··· Exercise materials

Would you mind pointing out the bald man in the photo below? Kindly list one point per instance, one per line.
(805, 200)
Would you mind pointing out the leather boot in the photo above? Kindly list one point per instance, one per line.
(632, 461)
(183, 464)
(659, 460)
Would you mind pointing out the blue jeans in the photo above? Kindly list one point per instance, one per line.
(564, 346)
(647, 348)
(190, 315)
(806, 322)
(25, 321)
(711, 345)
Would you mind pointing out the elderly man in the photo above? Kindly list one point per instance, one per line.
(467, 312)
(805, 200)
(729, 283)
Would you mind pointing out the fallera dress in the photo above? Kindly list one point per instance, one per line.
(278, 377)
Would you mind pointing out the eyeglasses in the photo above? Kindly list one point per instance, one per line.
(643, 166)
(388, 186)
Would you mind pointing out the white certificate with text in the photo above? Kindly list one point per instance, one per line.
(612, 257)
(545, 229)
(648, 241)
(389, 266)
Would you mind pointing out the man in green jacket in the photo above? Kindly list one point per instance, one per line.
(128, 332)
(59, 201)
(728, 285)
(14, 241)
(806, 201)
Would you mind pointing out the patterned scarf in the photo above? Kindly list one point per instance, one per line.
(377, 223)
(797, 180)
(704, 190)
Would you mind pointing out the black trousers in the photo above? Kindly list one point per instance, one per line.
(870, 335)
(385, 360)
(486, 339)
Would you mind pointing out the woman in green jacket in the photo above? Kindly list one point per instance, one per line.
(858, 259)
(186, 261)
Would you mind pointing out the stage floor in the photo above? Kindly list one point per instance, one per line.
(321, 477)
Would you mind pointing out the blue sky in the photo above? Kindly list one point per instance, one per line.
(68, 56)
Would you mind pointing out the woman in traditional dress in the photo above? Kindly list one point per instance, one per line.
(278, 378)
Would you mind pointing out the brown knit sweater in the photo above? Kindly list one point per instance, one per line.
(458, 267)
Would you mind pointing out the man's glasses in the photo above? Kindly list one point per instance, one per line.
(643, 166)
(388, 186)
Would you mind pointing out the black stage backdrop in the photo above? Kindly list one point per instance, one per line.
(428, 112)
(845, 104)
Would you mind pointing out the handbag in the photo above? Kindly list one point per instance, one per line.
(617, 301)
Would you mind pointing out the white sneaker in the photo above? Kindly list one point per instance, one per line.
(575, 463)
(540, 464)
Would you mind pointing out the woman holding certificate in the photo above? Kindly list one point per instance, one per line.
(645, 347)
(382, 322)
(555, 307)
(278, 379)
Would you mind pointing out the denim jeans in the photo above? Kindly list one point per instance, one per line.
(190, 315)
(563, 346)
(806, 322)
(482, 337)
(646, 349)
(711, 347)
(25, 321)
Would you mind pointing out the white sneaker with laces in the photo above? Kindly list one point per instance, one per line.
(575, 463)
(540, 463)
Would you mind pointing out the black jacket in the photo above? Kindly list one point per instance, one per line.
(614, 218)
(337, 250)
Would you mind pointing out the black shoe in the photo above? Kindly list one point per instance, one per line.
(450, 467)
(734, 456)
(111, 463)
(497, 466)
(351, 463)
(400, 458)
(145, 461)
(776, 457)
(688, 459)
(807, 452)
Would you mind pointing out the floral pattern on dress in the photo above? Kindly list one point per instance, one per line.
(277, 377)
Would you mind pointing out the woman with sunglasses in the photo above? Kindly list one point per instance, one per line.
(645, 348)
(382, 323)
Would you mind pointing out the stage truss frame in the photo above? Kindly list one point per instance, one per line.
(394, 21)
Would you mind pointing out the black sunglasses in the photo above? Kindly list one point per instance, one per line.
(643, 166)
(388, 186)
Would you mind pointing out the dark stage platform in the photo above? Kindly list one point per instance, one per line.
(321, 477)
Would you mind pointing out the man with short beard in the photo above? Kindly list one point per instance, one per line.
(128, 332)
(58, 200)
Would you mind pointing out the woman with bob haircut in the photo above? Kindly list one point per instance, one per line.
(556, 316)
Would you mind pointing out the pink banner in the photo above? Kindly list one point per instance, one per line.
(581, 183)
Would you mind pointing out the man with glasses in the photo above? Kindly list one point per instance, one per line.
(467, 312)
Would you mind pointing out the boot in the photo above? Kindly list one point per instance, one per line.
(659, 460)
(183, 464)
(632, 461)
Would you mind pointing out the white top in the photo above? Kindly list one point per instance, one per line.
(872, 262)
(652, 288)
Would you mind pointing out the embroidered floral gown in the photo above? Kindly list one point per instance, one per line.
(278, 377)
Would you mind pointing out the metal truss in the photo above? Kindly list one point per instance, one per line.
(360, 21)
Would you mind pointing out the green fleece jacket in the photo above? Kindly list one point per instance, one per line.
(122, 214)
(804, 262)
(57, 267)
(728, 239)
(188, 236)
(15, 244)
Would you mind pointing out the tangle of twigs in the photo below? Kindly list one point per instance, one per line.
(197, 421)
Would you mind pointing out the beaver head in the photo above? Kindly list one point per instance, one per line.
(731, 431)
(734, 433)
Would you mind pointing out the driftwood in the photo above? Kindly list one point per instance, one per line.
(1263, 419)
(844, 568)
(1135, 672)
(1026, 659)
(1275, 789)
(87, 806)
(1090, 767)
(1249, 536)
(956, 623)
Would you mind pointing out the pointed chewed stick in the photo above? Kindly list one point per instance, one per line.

······

Take the records above and copy them out exactly.

Would you mind pointing out the bald man in the photo below? Kindly list one point per instance, one per line.
(805, 200)
Would you mind pointing out the leather boot in the photo above? Kindly list one point per instance, one per line.
(632, 461)
(183, 464)
(659, 460)
Would you mind pointing out the blue jeans in the photo above? Kindly list one point per instance, one per line.
(564, 346)
(647, 348)
(190, 315)
(806, 322)
(25, 321)
(711, 345)
Would you mind pointing out the elderly man in the photo above? Kindly list one point per instance, one per line.
(467, 312)
(805, 200)
(729, 283)
Would you mind pointing out the fallera dress in the photo above? Kindly list one point per instance, one per line.
(278, 377)
Would you mind pointing out the eyeglasses in the photo above? Kindly list one point per instance, one per line.
(643, 166)
(388, 186)
Would you mind pointing out the white certificate with text in the photo above? Kindly list one point per instance, one per line.
(612, 257)
(545, 229)
(648, 241)
(389, 266)
Would you mind pointing out the man in green jacket in the photo above? Kindly list one point per instance, one per line.
(128, 332)
(59, 201)
(728, 285)
(14, 241)
(806, 201)
Would you mind pointing out the patterned scarf in the photo above? Kindly list one point per instance, one per line.
(377, 223)
(797, 180)
(704, 190)
Would you mind pointing out the black trousers in the photo above? Kindly list one point per instance, one per line.
(870, 335)
(385, 360)
(486, 339)
Would you mind pointing out the woman in green jacket in the photo above? Kindly list one point per instance, one per line.
(858, 259)
(186, 261)
Would you mind pointing out the stage floor in the photo above? Kindly list one point per instance, one per line.
(321, 477)
Would you mind pointing out the blue sky in the photo above? Kindly list one point per instance, one per line.
(68, 56)
Would you mind pointing out the woman in traditional dress in the photo above? Kindly list one point per instance, one per line.
(278, 378)
Would you mind pointing out the brown knit sweater in the photo above? Kindly list one point per instance, one per line.
(458, 267)
Would you mind pointing out the man's glasses in the photo above? Kindly list one point per instance, one per line.
(643, 166)
(388, 186)
Would you mind pointing out the black stage backdrop in the photo above? Kindly list one point per instance, one per line.
(428, 112)
(845, 104)
Would you mind pointing out the handbag in the photo above? Kindly list one point per instance, one per line.
(617, 301)
Would you mind pointing out the white sneaker in the photo above? Kindly list one point per instance, one per line.
(575, 463)
(540, 464)
Would you mind pointing out the woman holding certificate in the photo above? Kindly list one point per instance, one per line.
(645, 347)
(382, 322)
(555, 307)
(278, 379)
Would you mind pointing out the denim jeans in the photo above? Kindly list one point per instance, one per line.
(190, 315)
(563, 346)
(806, 322)
(482, 337)
(646, 349)
(711, 347)
(25, 321)
Would you mind pointing out the white sneaker with laces in the photo above? Kindly list one point per instance, one per line.
(575, 463)
(540, 463)
Would you mind pointing out the black jacket in the photo above? Kindly list one point per instance, one per line.
(614, 218)
(337, 250)
Would you mind pointing out the black shoe in the photo above? Kindly list one point per instance, one per line.
(450, 467)
(734, 456)
(111, 463)
(497, 466)
(351, 463)
(400, 458)
(145, 461)
(776, 457)
(688, 459)
(807, 452)
Would you mind pointing out the floral pattern on dress in the photo above? Kindly list one point per instance, one per line.
(277, 377)
Would you mind pointing out the woman with sunglasses in the photo above? Kindly list one point per instance, one per line.
(645, 348)
(382, 323)
Would you mind pointing out the stage truss frame in the photo above? Kindly list one point per instance, one per line.
(394, 21)
Would you mind pointing out the black sunglasses in the photo above? Kindly list one point per instance, one per line.
(643, 166)
(388, 186)
Would you mind pointing out the dark stage platform in the photo above? Kindly list one point per instance, one per line.
(321, 477)
Would you mind pointing out the man with short beard in the photo above? Kindly list one point per instance, one per line.
(128, 332)
(58, 200)
Would you mind pointing out the woman with bob haircut in the photo above? Kindly list one point per instance, one per line.
(556, 316)
Would you mind pointing out the pink banner in the photo above? Kindly list one point per instance, one per line.
(581, 183)
Would you mind pointing out the man with glasses in the photo above? Kindly list one point per instance, one per line.
(467, 312)
Would you mind pointing out the boot in the photo above? Kindly list one point per instance, one per line.
(659, 460)
(183, 464)
(632, 461)
Would you mind pointing out the white top in the photo above? Kindly list one point per instance, one per line.
(872, 262)
(652, 288)
Would you mind pointing out the embroidered floral gown in the photo above? Kindly list one point per instance, one per line.
(278, 377)
Would you mind pointing out the metal truss in the photo above? Kindly list one point per instance, one per line.
(360, 21)
Would you mind pointing out the green fleece jacket in the photo above? Kindly list one point per instance, one per line.
(122, 214)
(804, 262)
(57, 267)
(728, 239)
(188, 236)
(15, 244)
Would you mind pointing out the tangle of twigs in the photo below? Kindly list one point per instance, one per line.
(197, 421)
Would you mind pointing out the beaver head in the photo above? Kindly list one point per instance, one per line.
(731, 431)
(734, 433)
Would you mind pointing out the driftwood in the photo above? Kindly list one point per instance, one per line.
(1263, 419)
(844, 568)
(1135, 672)
(1026, 659)
(1275, 789)
(87, 806)
(1090, 767)
(1249, 536)
(956, 623)
Would you mind pointing out the pointed chewed stick in the photo above? Kindly list one point per instance, one per line.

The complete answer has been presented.